6.02 The obligation of Seller to perform or fulfill or carry out their
agreements, undertakings and obligations herein made or expressed or to be
performed, fulfilled or carried out on or after the date hereof is and
shall be subject to fulfillment of or compliance with, on the Closing
Date, the following conditions precedent, any of which may be waived by
Seller:
(a) Buyer's representations and warranties contained in this Agreement
shall be true in all material respects.
(b) There shall not have been instituted by any third party any suit or
proceeding to restrain or invalidate this transaction or seeking
damages from or to impose obligations upon Seller as a result of
this transaction which in Seller's good faith judgment, based upon
the written advice of counsel, a copy of which shall be delivered to
Buyer, would involve expense or lapse of time that would be
materially adverse to Seller's interests.

§ **WRITTEN TASK 1**
Under the contract clause on the Seller's conditions, on whose written advice must the Seller's good faith judgment about a third-party suit be based?
§ **WRITTEN TASK 2**
Carry on the contract clause on the Seller's conditions precedent past its final line.

§ **EXTRACTED ENTRIES**

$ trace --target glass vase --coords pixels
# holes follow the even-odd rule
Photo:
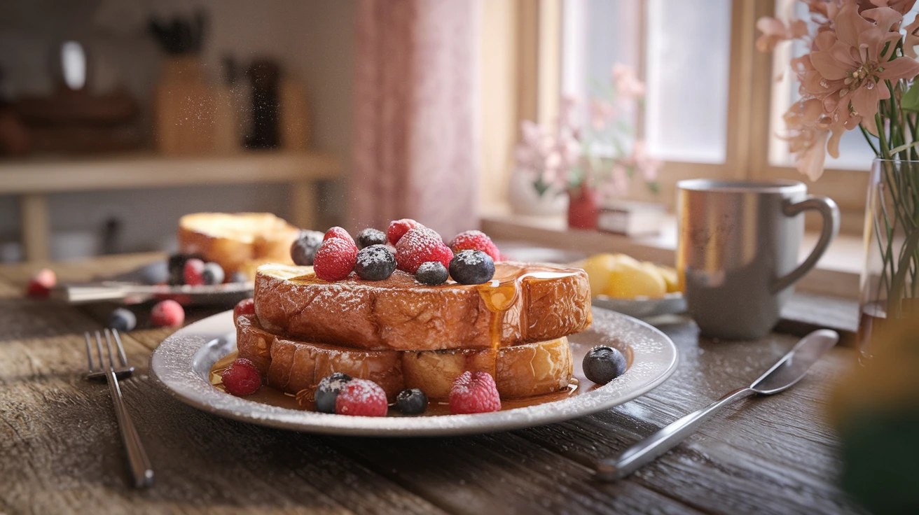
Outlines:
[[[919,161],[877,159],[865,212],[858,349],[871,357],[872,341],[892,320],[919,315]]]

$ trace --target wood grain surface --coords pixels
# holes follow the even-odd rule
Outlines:
[[[79,281],[161,257],[54,268]],[[37,268],[0,267],[0,513],[861,512],[835,487],[838,442],[823,417],[833,381],[855,357],[845,348],[791,390],[726,409],[630,478],[593,479],[596,459],[749,383],[797,341],[713,342],[679,318],[660,326],[679,348],[676,373],[614,409],[479,436],[372,439],[267,429],[178,402],[146,374],[172,330],[145,329],[141,316],[142,329],[123,339],[139,373],[122,389],[156,485],[136,490],[108,390],[83,378],[83,331],[101,329],[111,307],[23,297]]]

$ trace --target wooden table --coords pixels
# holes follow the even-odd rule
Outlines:
[[[85,280],[150,259],[55,268]],[[83,331],[102,328],[104,314],[24,298],[36,267],[0,267],[0,512],[859,512],[834,484],[838,442],[823,420],[831,383],[854,359],[847,348],[789,392],[726,409],[628,480],[592,479],[595,460],[749,383],[797,341],[716,343],[681,319],[661,326],[679,367],[650,394],[567,422],[461,438],[323,437],[209,415],[146,375],[171,330],[135,330],[124,343],[141,373],[122,388],[156,470],[153,488],[135,490],[108,390],[83,379]]]

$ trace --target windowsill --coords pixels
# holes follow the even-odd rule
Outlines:
[[[628,237],[596,230],[568,229],[563,216],[529,217],[487,214],[482,230],[493,240],[527,242],[563,251],[562,260],[576,260],[598,252],[623,252],[636,259],[673,263],[676,250],[676,218],[668,215],[661,233],[654,236]],[[810,253],[818,234],[807,232],[801,242],[800,260]],[[514,255],[513,244],[507,252]],[[858,296],[858,276],[864,259],[862,239],[841,234],[821,258],[817,266],[796,285],[799,292],[855,299]]]

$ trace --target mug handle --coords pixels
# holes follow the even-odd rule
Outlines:
[[[813,251],[811,252],[811,255],[804,260],[804,263],[799,264],[798,268],[795,268],[772,283],[772,293],[774,294],[777,294],[797,283],[799,279],[810,272],[813,268],[813,265],[817,264],[817,262],[820,261],[820,258],[823,256],[823,252],[829,248],[830,243],[833,242],[836,234],[839,233],[839,207],[836,207],[836,203],[832,198],[809,195],[807,198],[800,202],[786,200],[782,206],[782,213],[786,217],[794,217],[810,209],[815,209],[823,217],[823,227],[820,231],[820,240],[817,241],[817,245],[814,246]]]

§ **EXPECTED ANSWER 1**
The Seller's judgment must be based on the written advice of counsel.

§ **EXPECTED ANSWER 2**
ARTICLE 7: CLOSING
7.01 The Closing Date shall be August 31, 1997.
7.02 If this Agreement is terminated because of the mutual agreement of the
parties or because any condition precedent to the obligations set forth in
Section 6 hereof has not been timely satisfied or waived, then this
Agreement shall become null and void and have no further effect, except
that Seller and Buyer shall continue to indemnify and hold harmless the
other, its officers, directors, partners or affiliated companies against
any claim arising out of any breach of such party's, or its affiliated
company's, representations and warranties with respect to the absence of
any claim by any broker, finder, agent or other intermediary.
ARTICLE 8: INDEMNITY
8.01 Seller agrees from and after the Closing Date to indemnify and to hold
Buyer harmless from and against and in respect of any losses incurred by
Buyer from:
<PAGE>
(a) Breach of any representation or warranty or non-fulfillment of any
agreement or covenant on the part of the Seller which survives the
Closing Date under this Agreement.
(b) Any claims made by creditors of Seller relating to the assets
conveyed hereunder
(c) All reasonable costs and expenses (including reasonable attorneys'
fees) incurred by Buyer in connection with any action, suit,
proceeding, demand, assessment or judgment incident to any of the
matters Buyer is indemnified against by Seller in this Agreement.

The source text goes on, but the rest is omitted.